- EXERCISE MATERIAL:
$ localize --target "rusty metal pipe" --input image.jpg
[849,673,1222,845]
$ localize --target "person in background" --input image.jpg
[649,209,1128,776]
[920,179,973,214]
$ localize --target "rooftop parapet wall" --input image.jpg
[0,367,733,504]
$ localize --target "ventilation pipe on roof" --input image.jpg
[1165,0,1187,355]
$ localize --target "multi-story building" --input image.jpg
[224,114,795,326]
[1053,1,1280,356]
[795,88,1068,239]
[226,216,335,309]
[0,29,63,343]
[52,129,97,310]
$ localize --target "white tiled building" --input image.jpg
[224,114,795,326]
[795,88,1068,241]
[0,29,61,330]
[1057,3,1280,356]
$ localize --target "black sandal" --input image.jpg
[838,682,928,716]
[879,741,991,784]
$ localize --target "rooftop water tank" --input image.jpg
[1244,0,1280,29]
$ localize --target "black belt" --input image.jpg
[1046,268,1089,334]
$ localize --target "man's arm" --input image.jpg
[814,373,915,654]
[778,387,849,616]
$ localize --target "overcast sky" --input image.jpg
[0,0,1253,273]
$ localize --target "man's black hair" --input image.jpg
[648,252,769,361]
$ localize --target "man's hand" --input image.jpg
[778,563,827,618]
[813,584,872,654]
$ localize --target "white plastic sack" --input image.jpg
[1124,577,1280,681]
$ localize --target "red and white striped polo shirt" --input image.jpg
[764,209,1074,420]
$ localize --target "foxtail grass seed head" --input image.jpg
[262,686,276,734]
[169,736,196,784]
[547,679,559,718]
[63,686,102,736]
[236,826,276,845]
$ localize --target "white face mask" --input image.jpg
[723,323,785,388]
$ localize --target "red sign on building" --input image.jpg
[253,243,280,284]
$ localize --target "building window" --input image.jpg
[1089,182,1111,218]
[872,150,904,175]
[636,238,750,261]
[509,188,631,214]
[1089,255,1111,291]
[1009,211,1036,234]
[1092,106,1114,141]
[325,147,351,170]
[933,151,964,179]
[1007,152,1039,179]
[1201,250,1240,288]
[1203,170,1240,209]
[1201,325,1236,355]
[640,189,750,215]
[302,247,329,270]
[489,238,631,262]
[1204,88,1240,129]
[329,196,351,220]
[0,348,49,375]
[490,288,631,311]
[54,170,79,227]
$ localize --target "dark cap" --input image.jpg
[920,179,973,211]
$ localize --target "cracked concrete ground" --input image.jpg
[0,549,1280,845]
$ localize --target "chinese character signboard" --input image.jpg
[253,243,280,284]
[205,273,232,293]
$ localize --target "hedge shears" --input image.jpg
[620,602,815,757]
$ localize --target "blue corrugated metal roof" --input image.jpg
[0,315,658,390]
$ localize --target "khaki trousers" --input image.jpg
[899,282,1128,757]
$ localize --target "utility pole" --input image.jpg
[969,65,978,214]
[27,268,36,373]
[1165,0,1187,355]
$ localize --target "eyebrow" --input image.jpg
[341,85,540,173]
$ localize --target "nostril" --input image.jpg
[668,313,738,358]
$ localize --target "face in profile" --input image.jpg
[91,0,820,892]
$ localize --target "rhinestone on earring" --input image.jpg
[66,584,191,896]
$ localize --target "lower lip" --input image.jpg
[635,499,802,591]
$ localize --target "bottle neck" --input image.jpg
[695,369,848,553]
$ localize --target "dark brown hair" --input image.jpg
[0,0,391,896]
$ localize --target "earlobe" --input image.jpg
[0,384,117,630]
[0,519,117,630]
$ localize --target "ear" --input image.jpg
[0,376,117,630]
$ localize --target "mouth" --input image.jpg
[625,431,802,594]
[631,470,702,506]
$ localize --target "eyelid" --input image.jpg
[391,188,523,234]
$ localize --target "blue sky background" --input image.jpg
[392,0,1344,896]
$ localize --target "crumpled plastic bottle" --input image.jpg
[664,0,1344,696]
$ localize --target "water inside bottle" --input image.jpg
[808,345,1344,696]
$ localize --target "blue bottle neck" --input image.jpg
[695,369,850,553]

- WRITTEN PROBLEM: Extract, word for word, each line of the listing above.

- TASK RESULT:
$ localize --target "rusty metal pipe" --input image.jpg
[849,673,1222,845]
$ localize --target "person in background" --input image.jpg
[649,209,1128,776]
[920,179,973,214]
$ localize --target "rooftop parapet wall" --input image.jpg
[0,367,733,504]
$ localize --target "ventilation pipe on roof" --input image.jpg
[1165,0,1187,355]
$ localize --target "multi-story building" --input image.jpg
[224,114,795,326]
[1053,1,1280,356]
[795,88,1068,239]
[226,216,335,309]
[0,29,63,343]
[52,129,97,310]
$ localize --target "white tiled building" --input image.jpg
[224,114,795,326]
[795,88,1068,241]
[0,29,61,330]
[1057,3,1280,356]
$ localize --target "black sandal" --input image.jpg
[838,682,928,716]
[879,741,991,784]
$ localize --target "rooftop water tank" --input image.jpg
[1244,0,1280,29]
$ localize --target "black belt" --input image.jpg
[1046,268,1089,334]
$ localize --target "man's arm" --input image.jpg
[814,373,915,654]
[778,387,849,616]
$ localize --target "overcast sky" --input image.jpg
[0,0,1253,273]
$ localize --target "man's black hair" --input image.jpg
[648,252,769,361]
$ localize --target "man's hand" --input image.jpg
[778,563,827,618]
[813,584,872,654]
$ localize --target "white plastic sack" --input image.jpg
[1124,577,1280,681]
$ localize --target "red and white striped polo shirt" --input image.jpg
[764,209,1074,420]
$ localize --target "foxtail grass seed head" --input image.jpg
[262,686,276,734]
[169,736,196,784]
[547,679,559,718]
[63,686,102,736]
[236,826,276,845]
$ localize --target "white face mask" --input image.jpg
[723,323,785,388]
$ localize --target "red sign on building" --input image.jpg
[253,243,280,284]
$ localize --target "building window" --input image.jpg
[1089,182,1111,218]
[872,150,904,175]
[636,238,750,261]
[509,188,631,214]
[1089,255,1111,291]
[1009,211,1036,234]
[1092,106,1114,141]
[325,147,351,170]
[933,151,964,179]
[1007,152,1039,179]
[1201,250,1240,288]
[1203,170,1240,209]
[1201,325,1236,355]
[640,189,750,215]
[302,247,329,270]
[489,238,631,262]
[1204,88,1240,129]
[329,196,351,220]
[0,348,49,375]
[490,288,631,311]
[54,170,79,227]
$ localize --target "dark cap" --input image.jpg
[920,179,973,211]
$ localize --target "cracked concrete ground" --input image.jpg
[0,549,1280,845]
$ localize --target "chinese character signboard" --input image.jpg
[253,243,280,284]
[205,273,232,293]
$ localize --target "hedge shears" --input image.jpg
[620,602,815,757]
$ localize --target "blue corrugated metal roof" --input image.jpg
[0,315,658,390]
$ localize --target "khaki trousers" --input image.jpg
[899,282,1128,757]
$ localize --target "utility pole" --input image.jpg
[969,65,978,214]
[27,268,36,373]
[1165,0,1187,355]
$ localize --target "eyebrow" --input image.jpg
[341,85,540,173]
$ localize --target "nostril" --input image.jpg
[668,313,738,358]
$ localize --target "face in profile" --input image.jpg
[91,0,820,892]
$ localize --target "rhinestone on earring" --input image.jpg
[66,584,191,896]
$ localize --target "lower lip" --input image.jpg
[635,499,802,591]
$ localize --target "bottle neck" --input image.jpg
[695,369,848,553]
$ localize --target "dark brown hair" --input image.jpg
[0,0,391,896]
$ localize --target "earlobe" --input image.jpg
[0,384,117,630]
[0,519,117,630]
$ localize --target "ear" --input image.jpg
[0,376,117,630]
$ localize --target "mouth" --input image.jpg
[625,431,802,594]
[631,470,702,506]
$ localize --target "eyelid" --input image.jpg
[391,188,523,234]
$ localize --target "blue sky background" --input image.jpg
[392,0,1344,896]
$ localize --target "crumpled plastic bottle" --input image.jpg
[664,0,1344,696]
$ localize --target "water inside bottle" --input image.jpg
[808,345,1344,696]
$ localize --target "blue bottle neck" --input image.jpg
[695,369,850,553]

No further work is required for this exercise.